- _Objetivos_:
• A. Responda estas preguntas a partir del relato sobre la cena en La Eliana:
(i) ¿Qué fecha figura en la entrada?
(ii) ¿En qué localidad cenaban Isabel y el autor con unos amigos?
(iii) ¿Cuántos niños salieron del interior del bar y entre qué edades aproximadas?
• B. Traduzca al inglés esta oración del relato sobre la cena en La Eliana: «El interior del establecimiento, donde, por cierto, se come muy bien, estaba lleno.»
• C. Retome el relato sobre la cena en La Eliana y continúelo a partir de su última oración.

- _Documento_:
FRASES PARA PENSAR.

SE DARÁ TIEMPO AL TIEMPO,
QUE SUELE DAR DULCE SALIDA A MUCHAS AMARGAS DIFICULTADES.

Cervantes en el Quijote.

jueves, 3 de noviembre de 2016

Eso es lo que nos ha dicho mi papá.


Este lunes pasado estábamos, Isabel y yo, cenando con unos amigos en La Eliana, en una terracita con sus estufitas, la mar de a gusto. El interior del establecimiento, donde, por cierto, se come muy bien, estaba lleno.
De repente, una jauría compuesta por seis niños de edades comprendidas, más o menos, entre los cinco y los siete años, emergieron tumultuosamente del interior del bar, donde apaciblemente cenaban sus progenitores, y empezaron a dar la murga.
Ne era una murga normalita, no. Gritos excesivos a todas luces, carreras, revoloteos por entre las mesas, hasta llegaron a meterse debajo de una en la que cenaban tres chavales. Además interrumpían el paso a los camareros que tenían que esquivarlos como podían.

Listado de una colección
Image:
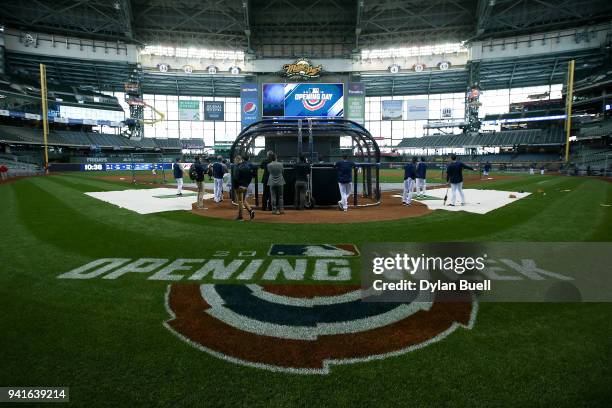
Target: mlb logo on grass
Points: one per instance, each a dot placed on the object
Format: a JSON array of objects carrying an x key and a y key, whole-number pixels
[{"x": 310, "y": 250}]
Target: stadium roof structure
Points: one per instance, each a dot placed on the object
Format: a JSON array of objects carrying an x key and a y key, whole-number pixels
[
  {"x": 291, "y": 28},
  {"x": 288, "y": 28}
]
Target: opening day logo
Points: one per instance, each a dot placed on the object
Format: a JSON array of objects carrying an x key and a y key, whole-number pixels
[
  {"x": 313, "y": 98},
  {"x": 287, "y": 325}
]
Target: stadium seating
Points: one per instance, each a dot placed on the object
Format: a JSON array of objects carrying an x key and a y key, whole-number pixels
[
  {"x": 499, "y": 139},
  {"x": 22, "y": 135},
  {"x": 595, "y": 130}
]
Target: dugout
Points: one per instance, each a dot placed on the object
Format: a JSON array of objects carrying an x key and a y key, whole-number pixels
[{"x": 320, "y": 141}]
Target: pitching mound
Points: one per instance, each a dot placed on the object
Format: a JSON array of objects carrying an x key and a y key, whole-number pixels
[{"x": 390, "y": 209}]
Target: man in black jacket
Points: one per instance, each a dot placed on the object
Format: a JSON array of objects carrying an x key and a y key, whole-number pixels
[
  {"x": 454, "y": 176},
  {"x": 242, "y": 174},
  {"x": 409, "y": 180},
  {"x": 200, "y": 171},
  {"x": 267, "y": 204},
  {"x": 302, "y": 172}
]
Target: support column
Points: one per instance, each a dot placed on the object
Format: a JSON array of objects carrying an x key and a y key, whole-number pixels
[{"x": 472, "y": 98}]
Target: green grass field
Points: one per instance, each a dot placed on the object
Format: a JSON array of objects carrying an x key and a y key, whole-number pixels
[{"x": 105, "y": 339}]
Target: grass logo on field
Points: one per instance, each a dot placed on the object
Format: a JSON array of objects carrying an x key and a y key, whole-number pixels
[
  {"x": 314, "y": 250},
  {"x": 308, "y": 328}
]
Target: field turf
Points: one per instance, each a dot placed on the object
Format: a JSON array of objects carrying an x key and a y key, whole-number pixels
[{"x": 105, "y": 339}]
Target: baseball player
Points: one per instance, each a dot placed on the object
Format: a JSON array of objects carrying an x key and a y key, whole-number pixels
[
  {"x": 344, "y": 168},
  {"x": 454, "y": 176},
  {"x": 409, "y": 180},
  {"x": 421, "y": 173},
  {"x": 178, "y": 176},
  {"x": 218, "y": 170},
  {"x": 486, "y": 169}
]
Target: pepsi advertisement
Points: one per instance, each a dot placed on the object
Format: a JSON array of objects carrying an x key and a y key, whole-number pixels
[
  {"x": 249, "y": 104},
  {"x": 303, "y": 100}
]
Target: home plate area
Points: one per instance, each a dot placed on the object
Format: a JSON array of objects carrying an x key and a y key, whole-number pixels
[
  {"x": 476, "y": 201},
  {"x": 149, "y": 201}
]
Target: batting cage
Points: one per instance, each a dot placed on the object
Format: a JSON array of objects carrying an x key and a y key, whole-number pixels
[
  {"x": 322, "y": 142},
  {"x": 150, "y": 167}
]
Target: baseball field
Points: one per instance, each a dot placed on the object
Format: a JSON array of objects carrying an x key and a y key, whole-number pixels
[{"x": 118, "y": 340}]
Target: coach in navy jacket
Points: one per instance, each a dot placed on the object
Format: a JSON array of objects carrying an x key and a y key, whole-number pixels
[
  {"x": 409, "y": 180},
  {"x": 454, "y": 176},
  {"x": 421, "y": 184}
]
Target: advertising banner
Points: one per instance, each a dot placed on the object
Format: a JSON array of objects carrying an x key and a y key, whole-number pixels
[
  {"x": 392, "y": 110},
  {"x": 249, "y": 104},
  {"x": 189, "y": 110},
  {"x": 356, "y": 103},
  {"x": 214, "y": 110},
  {"x": 417, "y": 109}
]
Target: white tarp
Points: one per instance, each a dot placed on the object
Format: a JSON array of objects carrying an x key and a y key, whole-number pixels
[{"x": 148, "y": 201}]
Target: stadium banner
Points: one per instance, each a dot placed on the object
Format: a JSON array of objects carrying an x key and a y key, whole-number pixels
[
  {"x": 214, "y": 110},
  {"x": 487, "y": 271},
  {"x": 303, "y": 100},
  {"x": 57, "y": 119},
  {"x": 417, "y": 109},
  {"x": 249, "y": 104},
  {"x": 189, "y": 110},
  {"x": 392, "y": 110},
  {"x": 356, "y": 102}
]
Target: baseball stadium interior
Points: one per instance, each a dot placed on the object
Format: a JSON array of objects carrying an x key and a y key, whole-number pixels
[{"x": 138, "y": 122}]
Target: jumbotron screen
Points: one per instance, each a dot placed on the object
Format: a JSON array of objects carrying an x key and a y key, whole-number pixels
[{"x": 303, "y": 100}]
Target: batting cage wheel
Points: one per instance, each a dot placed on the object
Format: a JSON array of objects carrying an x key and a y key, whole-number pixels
[{"x": 319, "y": 140}]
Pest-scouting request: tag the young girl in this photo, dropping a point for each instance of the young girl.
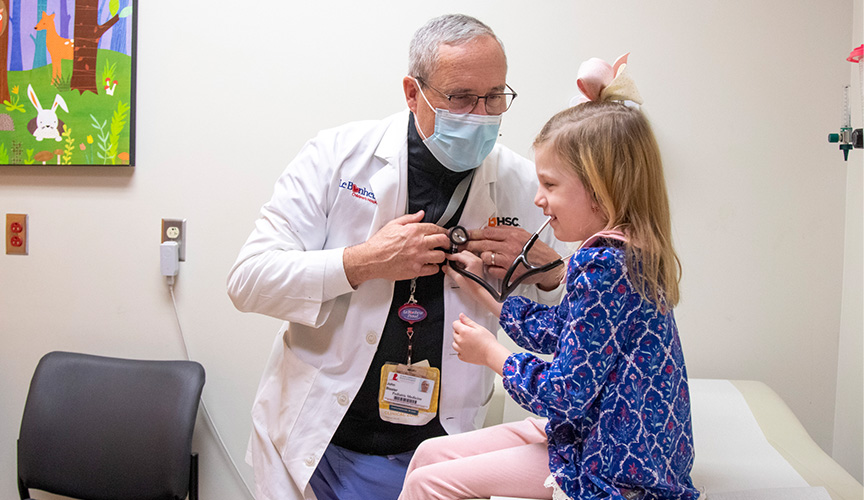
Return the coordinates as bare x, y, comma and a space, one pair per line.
614, 397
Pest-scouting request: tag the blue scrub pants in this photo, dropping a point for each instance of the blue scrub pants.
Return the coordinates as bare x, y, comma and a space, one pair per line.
347, 475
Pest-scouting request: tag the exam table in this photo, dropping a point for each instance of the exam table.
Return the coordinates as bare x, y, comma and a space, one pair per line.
749, 445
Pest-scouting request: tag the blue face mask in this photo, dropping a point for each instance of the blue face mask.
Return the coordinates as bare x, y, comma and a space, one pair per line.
461, 142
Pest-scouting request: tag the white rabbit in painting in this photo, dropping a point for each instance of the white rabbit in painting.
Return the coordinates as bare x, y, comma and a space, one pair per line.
46, 125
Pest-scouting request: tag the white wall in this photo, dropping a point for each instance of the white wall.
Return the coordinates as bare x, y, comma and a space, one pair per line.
741, 94
848, 426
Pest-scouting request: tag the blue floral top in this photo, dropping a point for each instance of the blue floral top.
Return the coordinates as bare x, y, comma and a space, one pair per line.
616, 392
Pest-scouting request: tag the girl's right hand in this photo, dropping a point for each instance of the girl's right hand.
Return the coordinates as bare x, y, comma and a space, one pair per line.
477, 345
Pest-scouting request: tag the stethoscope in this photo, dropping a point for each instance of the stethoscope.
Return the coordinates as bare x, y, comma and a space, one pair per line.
459, 236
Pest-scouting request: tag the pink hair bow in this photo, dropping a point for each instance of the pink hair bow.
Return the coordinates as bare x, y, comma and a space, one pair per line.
599, 81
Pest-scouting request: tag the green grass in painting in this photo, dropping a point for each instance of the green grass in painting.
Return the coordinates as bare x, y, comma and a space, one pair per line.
96, 126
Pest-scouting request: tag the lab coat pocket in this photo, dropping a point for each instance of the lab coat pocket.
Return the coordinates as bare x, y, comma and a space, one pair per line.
288, 383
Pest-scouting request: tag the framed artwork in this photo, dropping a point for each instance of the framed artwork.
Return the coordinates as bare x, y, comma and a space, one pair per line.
67, 82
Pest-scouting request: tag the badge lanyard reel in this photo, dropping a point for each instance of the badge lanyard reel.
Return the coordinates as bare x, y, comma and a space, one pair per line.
408, 391
459, 236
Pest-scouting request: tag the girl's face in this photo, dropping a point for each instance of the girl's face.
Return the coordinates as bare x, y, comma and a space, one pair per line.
561, 195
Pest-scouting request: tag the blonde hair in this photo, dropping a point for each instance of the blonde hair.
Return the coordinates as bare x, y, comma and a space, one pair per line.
612, 150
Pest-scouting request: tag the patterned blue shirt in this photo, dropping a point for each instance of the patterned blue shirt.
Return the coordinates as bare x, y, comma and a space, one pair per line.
615, 393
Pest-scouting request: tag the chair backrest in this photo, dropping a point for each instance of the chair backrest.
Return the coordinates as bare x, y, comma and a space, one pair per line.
99, 428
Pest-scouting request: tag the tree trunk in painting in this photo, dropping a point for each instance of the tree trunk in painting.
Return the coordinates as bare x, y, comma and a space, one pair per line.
87, 33
14, 28
118, 34
4, 50
40, 55
64, 20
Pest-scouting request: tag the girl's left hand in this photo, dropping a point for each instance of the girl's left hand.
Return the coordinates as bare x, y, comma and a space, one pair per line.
477, 345
474, 265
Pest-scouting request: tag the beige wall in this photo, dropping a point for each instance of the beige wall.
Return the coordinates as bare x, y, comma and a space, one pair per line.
741, 94
848, 425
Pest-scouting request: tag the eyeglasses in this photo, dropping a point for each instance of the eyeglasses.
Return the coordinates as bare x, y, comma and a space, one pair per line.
496, 103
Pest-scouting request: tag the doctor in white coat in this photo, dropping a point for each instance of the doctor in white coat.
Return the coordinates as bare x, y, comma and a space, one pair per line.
339, 236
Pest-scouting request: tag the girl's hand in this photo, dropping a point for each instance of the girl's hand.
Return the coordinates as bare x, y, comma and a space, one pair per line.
473, 264
477, 345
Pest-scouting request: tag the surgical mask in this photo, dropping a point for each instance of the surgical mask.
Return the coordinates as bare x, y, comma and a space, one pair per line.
461, 142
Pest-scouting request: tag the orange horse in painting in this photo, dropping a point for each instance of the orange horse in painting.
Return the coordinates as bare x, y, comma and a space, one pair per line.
60, 48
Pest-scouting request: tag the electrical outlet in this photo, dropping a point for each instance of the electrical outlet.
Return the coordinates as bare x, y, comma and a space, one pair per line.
16, 234
175, 230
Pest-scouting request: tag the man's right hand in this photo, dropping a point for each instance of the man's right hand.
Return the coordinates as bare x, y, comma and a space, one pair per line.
403, 249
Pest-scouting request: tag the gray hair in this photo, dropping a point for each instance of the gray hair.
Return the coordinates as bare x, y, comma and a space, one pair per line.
450, 29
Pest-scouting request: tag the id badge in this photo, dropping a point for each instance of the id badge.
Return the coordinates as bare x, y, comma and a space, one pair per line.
408, 394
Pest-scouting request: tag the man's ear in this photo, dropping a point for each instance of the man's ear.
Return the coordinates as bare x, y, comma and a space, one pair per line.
409, 85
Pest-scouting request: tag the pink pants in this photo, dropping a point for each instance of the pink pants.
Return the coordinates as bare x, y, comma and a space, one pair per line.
508, 460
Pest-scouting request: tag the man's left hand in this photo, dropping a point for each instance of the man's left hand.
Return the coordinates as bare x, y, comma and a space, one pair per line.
499, 246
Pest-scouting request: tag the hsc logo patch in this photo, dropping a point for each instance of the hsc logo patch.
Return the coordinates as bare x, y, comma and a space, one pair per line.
503, 221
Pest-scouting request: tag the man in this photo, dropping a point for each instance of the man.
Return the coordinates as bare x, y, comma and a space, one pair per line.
348, 252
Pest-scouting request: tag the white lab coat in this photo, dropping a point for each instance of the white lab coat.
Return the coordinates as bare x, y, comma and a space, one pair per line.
343, 186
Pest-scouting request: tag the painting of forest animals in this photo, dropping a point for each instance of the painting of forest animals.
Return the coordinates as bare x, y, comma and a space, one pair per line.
60, 100
46, 125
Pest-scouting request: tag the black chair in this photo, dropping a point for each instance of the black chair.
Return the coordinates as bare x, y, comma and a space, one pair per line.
98, 428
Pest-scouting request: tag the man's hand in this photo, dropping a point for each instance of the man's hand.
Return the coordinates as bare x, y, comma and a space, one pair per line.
499, 246
403, 249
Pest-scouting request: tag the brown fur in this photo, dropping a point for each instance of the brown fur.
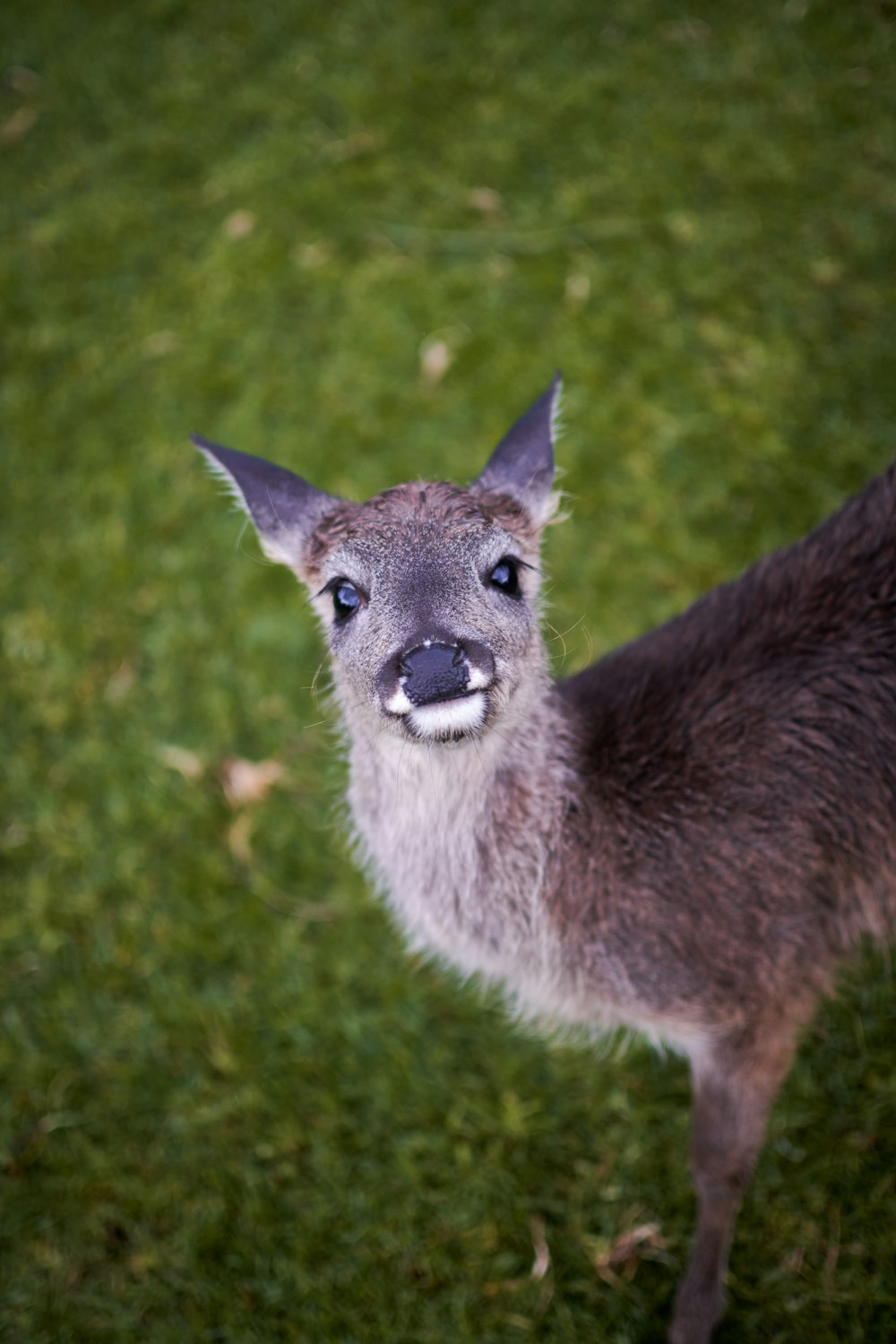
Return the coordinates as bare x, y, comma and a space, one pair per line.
686, 838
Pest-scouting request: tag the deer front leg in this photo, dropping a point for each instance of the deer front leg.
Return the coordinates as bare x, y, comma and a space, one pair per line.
732, 1094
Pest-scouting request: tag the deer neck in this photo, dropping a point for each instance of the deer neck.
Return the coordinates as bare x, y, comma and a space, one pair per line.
458, 836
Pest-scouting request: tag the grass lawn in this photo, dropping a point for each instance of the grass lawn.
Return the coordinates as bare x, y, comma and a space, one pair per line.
359, 238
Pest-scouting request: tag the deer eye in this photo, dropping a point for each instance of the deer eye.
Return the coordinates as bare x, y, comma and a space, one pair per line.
346, 599
505, 575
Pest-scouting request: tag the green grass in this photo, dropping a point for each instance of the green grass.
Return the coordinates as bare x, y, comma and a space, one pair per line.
233, 1109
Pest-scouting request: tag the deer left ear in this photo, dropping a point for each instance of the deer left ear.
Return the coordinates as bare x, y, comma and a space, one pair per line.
522, 462
284, 507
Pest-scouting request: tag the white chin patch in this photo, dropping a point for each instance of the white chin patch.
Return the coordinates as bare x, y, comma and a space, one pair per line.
447, 718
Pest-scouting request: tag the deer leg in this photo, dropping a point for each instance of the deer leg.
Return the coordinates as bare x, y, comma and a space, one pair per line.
734, 1091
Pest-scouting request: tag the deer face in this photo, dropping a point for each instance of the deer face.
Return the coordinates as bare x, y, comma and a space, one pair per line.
430, 604
427, 591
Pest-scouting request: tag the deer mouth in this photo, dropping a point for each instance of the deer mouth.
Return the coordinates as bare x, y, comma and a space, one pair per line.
447, 720
440, 691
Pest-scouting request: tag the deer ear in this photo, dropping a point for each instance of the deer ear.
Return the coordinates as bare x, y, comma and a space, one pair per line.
522, 462
284, 507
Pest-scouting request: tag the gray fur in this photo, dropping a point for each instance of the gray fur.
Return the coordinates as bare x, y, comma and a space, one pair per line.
685, 838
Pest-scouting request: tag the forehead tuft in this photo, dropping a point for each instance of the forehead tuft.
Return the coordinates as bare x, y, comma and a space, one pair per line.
417, 507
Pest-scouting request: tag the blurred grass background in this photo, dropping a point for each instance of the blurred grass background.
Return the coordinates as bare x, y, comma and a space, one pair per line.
359, 238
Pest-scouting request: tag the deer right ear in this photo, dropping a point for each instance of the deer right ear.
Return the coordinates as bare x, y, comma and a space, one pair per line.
282, 505
522, 462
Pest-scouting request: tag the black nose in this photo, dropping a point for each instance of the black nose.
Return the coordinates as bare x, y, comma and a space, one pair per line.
435, 672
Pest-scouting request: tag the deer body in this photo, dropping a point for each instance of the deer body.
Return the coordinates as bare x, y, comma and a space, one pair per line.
685, 838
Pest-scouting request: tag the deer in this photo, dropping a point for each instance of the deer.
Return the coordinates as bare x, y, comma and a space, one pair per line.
686, 838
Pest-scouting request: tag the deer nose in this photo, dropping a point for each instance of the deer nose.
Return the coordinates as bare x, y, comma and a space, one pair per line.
435, 672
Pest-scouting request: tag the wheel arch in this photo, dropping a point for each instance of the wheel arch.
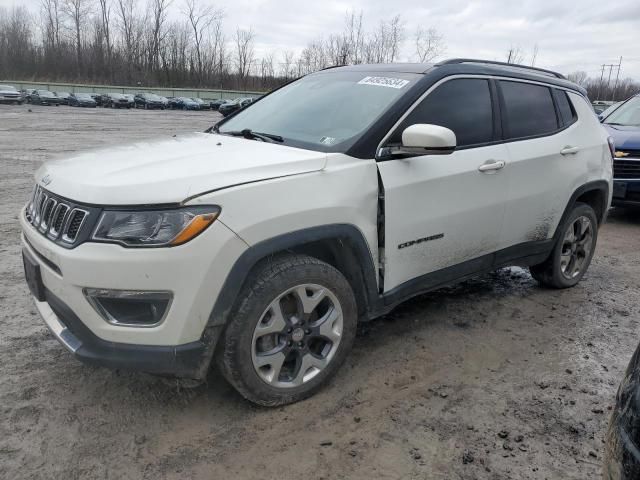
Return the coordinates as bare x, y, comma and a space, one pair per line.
340, 245
595, 194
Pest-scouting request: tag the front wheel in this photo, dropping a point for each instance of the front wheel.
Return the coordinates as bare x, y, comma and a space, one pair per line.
293, 327
572, 252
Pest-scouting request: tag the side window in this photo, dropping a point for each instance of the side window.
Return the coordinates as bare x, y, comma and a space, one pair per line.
567, 113
529, 109
462, 105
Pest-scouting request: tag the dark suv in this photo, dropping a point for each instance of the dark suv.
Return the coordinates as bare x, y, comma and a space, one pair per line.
148, 101
624, 126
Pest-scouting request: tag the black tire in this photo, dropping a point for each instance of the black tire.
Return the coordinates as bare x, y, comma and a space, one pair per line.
550, 273
267, 282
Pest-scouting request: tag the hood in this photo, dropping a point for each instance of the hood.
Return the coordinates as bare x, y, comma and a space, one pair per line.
172, 170
625, 137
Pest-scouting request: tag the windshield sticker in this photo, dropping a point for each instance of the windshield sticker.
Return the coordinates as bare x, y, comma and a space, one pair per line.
327, 140
384, 82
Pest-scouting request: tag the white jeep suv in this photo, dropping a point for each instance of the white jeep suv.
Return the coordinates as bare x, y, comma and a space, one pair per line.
263, 241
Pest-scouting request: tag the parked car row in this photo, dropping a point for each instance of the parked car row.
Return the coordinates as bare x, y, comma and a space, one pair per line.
147, 101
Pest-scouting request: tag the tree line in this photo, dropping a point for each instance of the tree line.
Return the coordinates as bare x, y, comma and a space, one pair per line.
604, 88
179, 43
187, 43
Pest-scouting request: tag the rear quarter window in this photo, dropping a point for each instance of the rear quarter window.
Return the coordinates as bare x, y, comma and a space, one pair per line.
565, 109
529, 109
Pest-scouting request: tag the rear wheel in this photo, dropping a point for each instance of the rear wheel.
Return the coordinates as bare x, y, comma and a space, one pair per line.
293, 327
572, 252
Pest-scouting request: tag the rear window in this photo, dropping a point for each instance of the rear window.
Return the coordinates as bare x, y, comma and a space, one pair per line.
529, 109
567, 114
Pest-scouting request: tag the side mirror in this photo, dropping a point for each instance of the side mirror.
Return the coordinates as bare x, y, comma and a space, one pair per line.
423, 139
428, 137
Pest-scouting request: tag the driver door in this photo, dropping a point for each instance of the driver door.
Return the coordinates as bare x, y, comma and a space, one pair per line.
446, 210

- _Respuestas a las tareas_:
• A.
(i) Jueves, 3 de noviembre de 2016.
(ii) En La Eliana.
(iii) Seis niños, de entre los cinco y los siete años, más o menos.

• B. The interior of the establishment, where, by the way, the food is very good, was full.

• C.
Sus amantísimos padres cenaban, como he dicho, apaciblemente,  aunque hay que decir en honor a la verdad que uno de ellos, siempre muy sonriente, se asomaba de vez en cuando, y parece ser que con amor y misericordia pedagógica les decía algo que no surtía efecto alguno.
En un momento determinado, uno de los chavales de la mesa contigua, harto del escándalo, les dijo a los chiquillos claramente que estaban molestando, y que no gritaran tanto. El mayorcito de los niños, muy mono él y lleno de rulitos (su cabeza, se entiende) le contestó, “eso es lo que nos ha dicho mi papá” y siguió a lo suyo, sin que la advertencia sirviera para nada.
Sus papás seguían cenando pacíficamente, dentro. Nosotros, aguantando a sus retoños fuera.
Molestaban los niños, y molestaba la actitud de los padres. ¿Qué hacer? Los niños, caso no hacían a nadie. Soltarles un sopapo, aunque apetecía, no procedía. Decírselo a los papás era peligroso. Nos quedaba pedir ayuda a los camareros, y eso es lo que hicieron los vecinos de mesa, lo que obtuvo por nuestra parte signos muy explícitos de que nos solidarizábamos con ellos, de que les apoyábamos, de que estábamos también bastante hartos de los chiquillos.
Sus papás seguían cenando pacíficamente dentro. Nosotros, aguantando a sus retoños fuera.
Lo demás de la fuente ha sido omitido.